▶ _Required tasks_
(A) From the passage on the Eucharist, list the words that its final sentence applies to Christ.
(B) Please reproduce the passage on the Eucharist starting with "This same substantial" and going on through "and glorified Christ.".
(C) Proceed with the passage on the Eucharist from its last sentence.
═══ Exercise text
If you apply the Protestant heresies about the Eucharist to Christ you will see they would represent a Christological heresy. Jesus does not simply symbolize God. Neither is the Divine next to, with, in or around Jesus. That would be a Christological heresy the name of which escapes me. Neither is Jesus Christ truly divine simply to those who worship and receive this truth in faith. That sort of subjective experience which is dependent on a person’s personal faith is insufficient and bogus.

This same substantial reality in the Body of Christ is also manifested in the church. The Catholic Church may look like a human institution founded in a particular time period by men conditioned by their circumstances, culture and biases, but in fact it is the Body of Christ. It is a supernatural creation and a miraculous creature of the Holy Spirit. To extend the analogy, the substance of the mystical body of Christ, the church, is the real, eternal presence of the crucified, risen, ascended and glorified Christ.
══════
═══ Extracted information
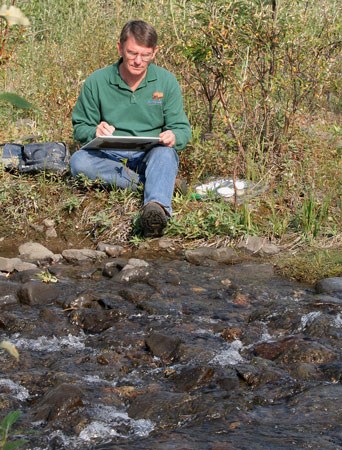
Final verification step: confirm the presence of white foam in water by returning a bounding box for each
[79,406,154,442]
[12,334,85,352]
[79,421,120,442]
[210,339,244,366]
[300,311,321,330]
[0,378,30,402]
══════
▶ _Results by task_
(A) crucified, risen, ascended, glorified

(B)
This same substantial reality in the Body of Christ is also manifested in the church. The Catholic Church may look like a human institution founded in a particular time period by men conditioned by their circumstances, culture and biases, but in fact it is the Body of Christ. It is a supernatural creation and a miraculous creature of the Holy Spirit. To extend the analogy, the substance of the mystical body of Christ, the church, is the real, eternal presence of the crucified, risen, ascended and glorified Christ.

(C)
Transubstantiation, therefore is not only the full and complete understanding of the words in Scripture–Jesus saying “This bread is my flesh for the life of the world” and “this food is real food-the bread from heaven” it also fulfills the teachings of St Paul that the church is the Body of Christ.

The Protestant error therefore is not limited to the Eucharist. It makes perfect sense that those who believe the bread and wine or no more than a symbol, also believe the church is no more than a man made institution. If these things be true one wonders if and how much they understand and adhere to the orthodox understanding of Christ’s incarnation.

Can they truly hold to the historic Nicene faith if they deny the real presence of Christ’s true body and blood in the Eucharist? Can they truly hold to the historic Nicene faith if they deny the supernatural presence of Christ in and through and consubstantial with his body the Church.

I think not, and this is why, when you press. them you will find a whole range of erroneous opinions about the nature and person of Our Lord Jesus Christ himself. To be sure some non-Catholics of the Reformed traditions will believe the full Nicene understanding of the Incarnation.

Many will have not the foggiest clue what you’re talking about.

Does that matter? Is doctrine about the Eucharist or the church really that important? What does it matter to me? one might ask.

Here’s why it matters: It matters because all these things are revealed not just out of curiosity or because theologians like to make things match. These things are revealed for our soul’s salvation and sanctification.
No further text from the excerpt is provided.